REQUIRED TASKS —
1. Rewrite the paragraph of the letter beginning "S.6800/A.8516 referred to as" more briefly, keeping its main facts.
2. In the letter, switch "tenuous" to "uncertain" and give the text again between "Above and beyond" and "is ill advised.", inclusive.
3. According to the letter, by what percentage would the bill increase liability costs for physician practices?

SELECTED PASSAGE —
******************************
December 30, 2017 

Dear Governor Cuomo,

As President of the Bronx County Medical Society I feel compelled to comment on S.6800/A.8516, a bill that passed at the end of the session last summer but for all the wrong reasons. This bill is bad for the Bronx. Although we have some of the hardest working and best-intentioned legislators anywhere in NY state, the complexity of the medical care delivery landscape is perplexing even to those most intimately involved and our legislators don't always have time to obtain all the facts and sift through all the potential ramifications of every issue before acting. They listen to the loudest voice or the most frequently heard message regardless of reality.

S.6800/A.8516 referred to as “Laverne’s Law” is a hastily conceived legislative response to the sad case of Lavern Wilkinson. Ms. Wilkinson, treated at a public hospital, was not informed of a cancerous lesion present on an x-ray. Sometime later, when Ms. Wilkinson ‘discovered’ the cancer, it had already spread. She was unable to sue for medical negligence owing to the short 15-month statute of limitations that applies to public hospitals like the one that treated her. Had she been treated elsewhere in New York, with the standard 30-month statute, Lavern would have been able to sue. Sadly, she succumbed to this cancer. 

The legislature could have solved Lavern’s medical liability ‘problem’ by simply extending the shortened statute against public hospitals to 30 months (like in non-public hospitals). Instead, they unreasonably extended the statute to date of discovery (as long as 7 years from treatment) to all venues. If this law is enacted, despite the unnecessary burden on all physicians and hospitals, patients presenting to public hospitals might still find themselves unable to sue. For example, a patient presenting to a public hospital for evaluation following a motor vehicle accident, not informed of an aneurysm on x-ray, would still be unable to sue after 15 months’ time. This bill, that would increase liability costs for physician practices by 15%, would not provide a remedy for many patients like Lavern. 

Above and beyond the inadequacy of the legislation in solving the problem it is purported to address, the climate of medical malpractice insurance is exceedingly tenuous at this point in time. With PRI under fire by the department of financial services, the ousting of Anthony Bonomo, and Berkshire Hathaway taking over MLMIC, throwing a wild card into the mix is ill advised.
******************************
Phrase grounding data

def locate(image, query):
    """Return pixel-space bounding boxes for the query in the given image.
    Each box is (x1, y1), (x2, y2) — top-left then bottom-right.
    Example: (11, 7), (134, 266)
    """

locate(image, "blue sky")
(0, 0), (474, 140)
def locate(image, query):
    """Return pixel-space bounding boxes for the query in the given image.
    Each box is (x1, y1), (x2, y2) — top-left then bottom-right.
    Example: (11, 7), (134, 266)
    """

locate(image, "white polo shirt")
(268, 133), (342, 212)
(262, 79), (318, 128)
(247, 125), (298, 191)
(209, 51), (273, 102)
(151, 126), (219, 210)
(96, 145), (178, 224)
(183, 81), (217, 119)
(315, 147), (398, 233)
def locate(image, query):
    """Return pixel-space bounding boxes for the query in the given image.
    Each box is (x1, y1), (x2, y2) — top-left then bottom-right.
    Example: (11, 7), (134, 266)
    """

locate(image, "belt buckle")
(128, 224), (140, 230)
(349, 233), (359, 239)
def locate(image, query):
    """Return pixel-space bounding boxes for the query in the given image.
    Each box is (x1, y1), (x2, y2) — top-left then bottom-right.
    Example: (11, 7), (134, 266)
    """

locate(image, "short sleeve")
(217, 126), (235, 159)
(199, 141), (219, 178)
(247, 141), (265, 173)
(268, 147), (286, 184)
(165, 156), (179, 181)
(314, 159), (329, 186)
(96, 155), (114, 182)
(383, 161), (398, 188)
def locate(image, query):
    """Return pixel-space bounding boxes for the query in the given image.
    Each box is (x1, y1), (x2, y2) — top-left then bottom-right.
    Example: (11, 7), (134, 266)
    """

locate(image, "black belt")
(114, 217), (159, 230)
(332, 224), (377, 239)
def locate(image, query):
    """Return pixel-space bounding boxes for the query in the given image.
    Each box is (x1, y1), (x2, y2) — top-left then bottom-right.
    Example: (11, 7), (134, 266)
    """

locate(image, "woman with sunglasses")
******************************
RESULTS OF THE TASKS —
1. S.6800/A.8516, called "Laverne's Law," is a hasty legislative response to the case of Lavern Wilkinson. At a public hospital, she was not told of a cancerous lesion on an x-ray, and by the time she learned of it, the cancer had spread. Because public hospitals have a 15-month statute of limitations, she could not sue for medical negligence. Elsewhere in New York, the standard 30-month statute would have let her sue. She died of the cancer.

2.
Above and beyond the inadequacy of the legislation in solving the problem it is purported to address, the climate of medical malpractice insurance is exceedingly uncertain at this point in time. With PRI under fire by the department of financial services, the ousting of Anthony Bonomo, and Berkshire Hathaway taking over MLMIC, throwing a wild card into the mix is ill advised.

3. 15%